Exercise tasks:
1. Using the passage on collecting data for process optimization, decide whether each statement agrees with it. Mark each one yes or no, and quote the exact words from the passage that decide it. (a) OPC makes it simple to download process data from any OPC-compliant device or system. (b) Lab data is usually captured at one measurement every second or five seconds. (c) Process generalists have the in-depth knowledge to analyze and correct process issues most efficiently.
2. Carry on the passage about collecting data for process optimization, starting after its final sentence.

Source extract:
== Segment start ==
Optimization engineers from the OEM or third-party service organization are typically selected for an assignment based on their experience with the specific process. Process generalists don’t have the in-depth knowledge to most efficiently analyze and correct process issues. These process specialists arrive on site equipped with an in-depth equipment and process familiarity that enables them to approach their investigation in the most efficient manner possible and quickly develop appropriate solutions.
Diagnosing the problem requires a series of steps that begins with data collection. The optimization engineers’ objective is to gather as much data as possible. More data generally provides better results, leading to a faster and higher-value process improvement.
“They first determine whether usable data already exists,” says ABB Senior Optimization Engineer Pete Tran. “Most useful data may be stored in a data historian, an archiving tool that captures and stores information for later analysis. Unfortunately, most process owners maximize the amount of data their historian stores by removing much of the detail needed for problem analysis. While the historical data may be of no use, optimization engineers can easily reconfigure the customer’s historian to begin collecting new, uncompressed data.”
Most process automation systems installed in the last 10 to 15 years are OLE for Process Control (OPC)-based. This data communication standard makes it very simple to download process data from any OPC-compliant device or system.
There are still many proprietary process control systems in use, containing possibly useful - but non-standard - data. Experienced optimization engineering firms have converters or translators that enable them to access the data resident in these legacy systems.
“There may also be off line data, such as the results of the regular product testing done in a lab environment,” according to Tim Murphy, Senior Optimization Engineer, ABB Services. “However, this data is typically not very useful. Online data taken directly from the process is captured in a steady stream at a relatively high sample rate of one data measurement every second or five seconds. Lab data, on the other hand, tends to be more along the line of one sample every hour.”
== Segment end ==
Provided information:
== Segment start ==
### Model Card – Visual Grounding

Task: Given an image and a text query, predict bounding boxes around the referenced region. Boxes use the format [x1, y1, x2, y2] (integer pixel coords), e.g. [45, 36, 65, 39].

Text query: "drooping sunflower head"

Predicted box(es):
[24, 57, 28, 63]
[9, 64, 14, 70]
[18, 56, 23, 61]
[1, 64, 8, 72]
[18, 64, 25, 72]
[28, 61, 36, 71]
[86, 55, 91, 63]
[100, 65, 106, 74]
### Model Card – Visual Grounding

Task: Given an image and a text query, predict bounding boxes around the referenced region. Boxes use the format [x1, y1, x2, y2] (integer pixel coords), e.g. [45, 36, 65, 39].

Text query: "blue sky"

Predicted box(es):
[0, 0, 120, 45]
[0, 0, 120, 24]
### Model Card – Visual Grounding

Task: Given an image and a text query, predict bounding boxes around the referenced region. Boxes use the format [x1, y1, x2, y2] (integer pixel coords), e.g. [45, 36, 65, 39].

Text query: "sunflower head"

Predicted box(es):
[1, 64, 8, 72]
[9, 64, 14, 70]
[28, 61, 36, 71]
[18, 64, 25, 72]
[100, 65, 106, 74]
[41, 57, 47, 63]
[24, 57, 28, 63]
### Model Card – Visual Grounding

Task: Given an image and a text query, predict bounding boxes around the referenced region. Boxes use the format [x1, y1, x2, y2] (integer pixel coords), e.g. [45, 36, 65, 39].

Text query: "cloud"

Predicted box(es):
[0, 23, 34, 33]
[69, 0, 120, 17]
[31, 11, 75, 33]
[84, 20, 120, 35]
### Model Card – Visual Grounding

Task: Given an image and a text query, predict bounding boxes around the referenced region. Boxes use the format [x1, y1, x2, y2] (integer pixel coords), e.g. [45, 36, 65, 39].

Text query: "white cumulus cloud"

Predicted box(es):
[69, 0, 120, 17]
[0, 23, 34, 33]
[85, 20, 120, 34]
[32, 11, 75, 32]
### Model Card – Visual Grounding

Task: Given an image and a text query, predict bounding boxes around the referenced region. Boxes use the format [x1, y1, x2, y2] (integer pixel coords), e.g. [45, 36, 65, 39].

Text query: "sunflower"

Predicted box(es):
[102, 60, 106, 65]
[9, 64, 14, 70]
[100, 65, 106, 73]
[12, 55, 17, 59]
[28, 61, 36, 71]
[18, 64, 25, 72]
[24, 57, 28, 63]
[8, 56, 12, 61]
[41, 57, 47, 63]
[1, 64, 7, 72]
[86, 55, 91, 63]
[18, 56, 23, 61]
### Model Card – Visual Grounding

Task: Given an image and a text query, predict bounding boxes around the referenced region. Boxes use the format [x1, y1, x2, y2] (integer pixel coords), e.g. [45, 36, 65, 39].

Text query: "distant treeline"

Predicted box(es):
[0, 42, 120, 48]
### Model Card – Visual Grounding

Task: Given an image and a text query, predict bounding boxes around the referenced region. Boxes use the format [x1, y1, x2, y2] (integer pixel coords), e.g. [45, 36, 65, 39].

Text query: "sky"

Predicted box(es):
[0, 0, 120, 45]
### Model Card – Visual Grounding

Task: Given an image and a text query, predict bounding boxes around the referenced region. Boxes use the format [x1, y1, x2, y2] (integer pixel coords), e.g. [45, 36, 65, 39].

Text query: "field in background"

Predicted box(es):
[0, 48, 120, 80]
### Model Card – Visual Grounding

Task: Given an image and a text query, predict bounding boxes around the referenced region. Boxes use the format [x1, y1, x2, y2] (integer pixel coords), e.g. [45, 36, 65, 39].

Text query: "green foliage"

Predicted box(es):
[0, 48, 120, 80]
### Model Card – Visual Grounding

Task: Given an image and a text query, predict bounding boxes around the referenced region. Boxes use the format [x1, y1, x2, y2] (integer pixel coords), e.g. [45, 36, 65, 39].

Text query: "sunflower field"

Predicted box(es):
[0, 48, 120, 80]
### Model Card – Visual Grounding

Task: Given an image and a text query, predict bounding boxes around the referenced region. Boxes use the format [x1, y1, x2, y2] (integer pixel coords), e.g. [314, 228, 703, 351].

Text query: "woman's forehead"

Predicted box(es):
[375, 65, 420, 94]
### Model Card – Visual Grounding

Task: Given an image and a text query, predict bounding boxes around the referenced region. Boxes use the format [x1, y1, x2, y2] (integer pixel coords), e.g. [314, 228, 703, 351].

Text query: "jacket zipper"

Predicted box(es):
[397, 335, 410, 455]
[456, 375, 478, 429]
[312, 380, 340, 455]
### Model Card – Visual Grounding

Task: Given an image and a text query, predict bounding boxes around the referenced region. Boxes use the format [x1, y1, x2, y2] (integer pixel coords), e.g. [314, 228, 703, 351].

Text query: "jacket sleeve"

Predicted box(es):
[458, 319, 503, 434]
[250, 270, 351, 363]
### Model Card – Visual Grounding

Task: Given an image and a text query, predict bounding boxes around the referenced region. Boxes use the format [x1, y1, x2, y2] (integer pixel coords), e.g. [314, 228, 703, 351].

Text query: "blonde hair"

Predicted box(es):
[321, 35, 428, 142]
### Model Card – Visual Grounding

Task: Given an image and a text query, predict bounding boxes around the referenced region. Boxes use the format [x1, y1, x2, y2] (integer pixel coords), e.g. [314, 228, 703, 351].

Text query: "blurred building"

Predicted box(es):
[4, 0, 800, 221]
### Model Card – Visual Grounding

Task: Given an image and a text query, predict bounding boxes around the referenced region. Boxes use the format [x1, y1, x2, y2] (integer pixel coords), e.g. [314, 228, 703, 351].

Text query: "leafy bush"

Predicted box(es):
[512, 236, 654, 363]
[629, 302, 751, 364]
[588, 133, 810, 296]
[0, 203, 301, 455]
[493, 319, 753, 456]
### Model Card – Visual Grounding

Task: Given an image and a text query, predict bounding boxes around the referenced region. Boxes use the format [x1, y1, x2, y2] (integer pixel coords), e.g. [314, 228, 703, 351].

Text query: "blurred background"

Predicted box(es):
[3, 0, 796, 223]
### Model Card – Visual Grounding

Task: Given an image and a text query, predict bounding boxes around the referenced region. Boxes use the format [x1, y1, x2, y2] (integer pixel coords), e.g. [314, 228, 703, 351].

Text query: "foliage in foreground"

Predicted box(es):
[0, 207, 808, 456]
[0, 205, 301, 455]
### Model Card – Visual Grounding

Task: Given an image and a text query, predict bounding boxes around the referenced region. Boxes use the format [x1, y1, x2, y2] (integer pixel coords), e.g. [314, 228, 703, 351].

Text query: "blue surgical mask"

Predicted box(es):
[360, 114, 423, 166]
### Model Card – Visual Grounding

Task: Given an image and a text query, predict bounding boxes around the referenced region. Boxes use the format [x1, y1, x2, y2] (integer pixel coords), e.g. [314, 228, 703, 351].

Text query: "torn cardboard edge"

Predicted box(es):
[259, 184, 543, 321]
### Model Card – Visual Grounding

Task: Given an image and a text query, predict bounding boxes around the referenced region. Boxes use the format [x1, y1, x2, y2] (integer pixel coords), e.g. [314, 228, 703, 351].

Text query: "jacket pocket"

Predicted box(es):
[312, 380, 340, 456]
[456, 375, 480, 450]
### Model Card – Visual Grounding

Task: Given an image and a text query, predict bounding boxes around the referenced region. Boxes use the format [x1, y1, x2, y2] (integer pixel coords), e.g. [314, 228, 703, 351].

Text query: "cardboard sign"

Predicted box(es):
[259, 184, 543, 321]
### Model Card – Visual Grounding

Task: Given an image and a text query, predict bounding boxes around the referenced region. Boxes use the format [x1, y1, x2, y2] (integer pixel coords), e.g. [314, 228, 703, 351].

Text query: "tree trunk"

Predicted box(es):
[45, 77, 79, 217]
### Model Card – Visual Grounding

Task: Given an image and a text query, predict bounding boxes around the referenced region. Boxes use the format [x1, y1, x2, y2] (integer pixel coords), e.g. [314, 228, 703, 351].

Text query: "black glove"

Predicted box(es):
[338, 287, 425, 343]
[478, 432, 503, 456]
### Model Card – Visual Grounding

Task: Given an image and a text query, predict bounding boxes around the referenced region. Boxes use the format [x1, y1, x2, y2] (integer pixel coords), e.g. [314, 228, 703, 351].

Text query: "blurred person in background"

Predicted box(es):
== Segment end ==
Results by task:
1.
(a) Yes: "This data communication standard makes it very simple to download process data from any OPC-compliant device or system."
(b) No: "Lab data, on the other hand, tends to be more along the line of one sample every hour."
(c) No: "Process generalists don’t have the in-depth knowledge to most efficiently analyze and correct process issues."

2.
Look for Correlation
While data collection requires special expertise, it is the easy part of the process and within the abilities of most process owners. What they lack is the analysis tools and expertise to turn that data into information that enables analysis. The raw data is nothing but that: masses of numbers. In the hands of skilled optimization experts, those numbers hold the answers to maximizing process performance. Teasing out those answers is a complex undertaking.
“The optimization engineers process the data to help visualize issues, making patterns or trends more apparent,” says Kevin Starr, R&D Manager, ABB Process Automation Services. “The human eye is very good at identifying problems when they are properly visualized. It‘s like a doctor reading an x-ray. There‘s no numerical analysis of the bone to say it‘s broken. Rather, it‘s all visual. The same concept applies for the validation and verification of a pattern in the data.”
Using a variety of mathematical, statistical and analytical tools, optimization engineers search for data points or trends that relate to the occurrence of the problem. One of the most commonly used tools is cross-correlation, based on the search for a certain pattern in the data that relates to a process variable: “When A occurs, B also occurs.”
“The investigation process generally narrows the hundreds or thousands of potential problem points to a very small number of variables, typically one or two,” says Tran. “Even in complex processes where many things can affect quality, it’s possible to narrow the field of candidates to isolate the suspect variables or factors that have the potential to elevate performance and quality. At this point, those variables are still only suspects, innocent until proven guilty through process testing.”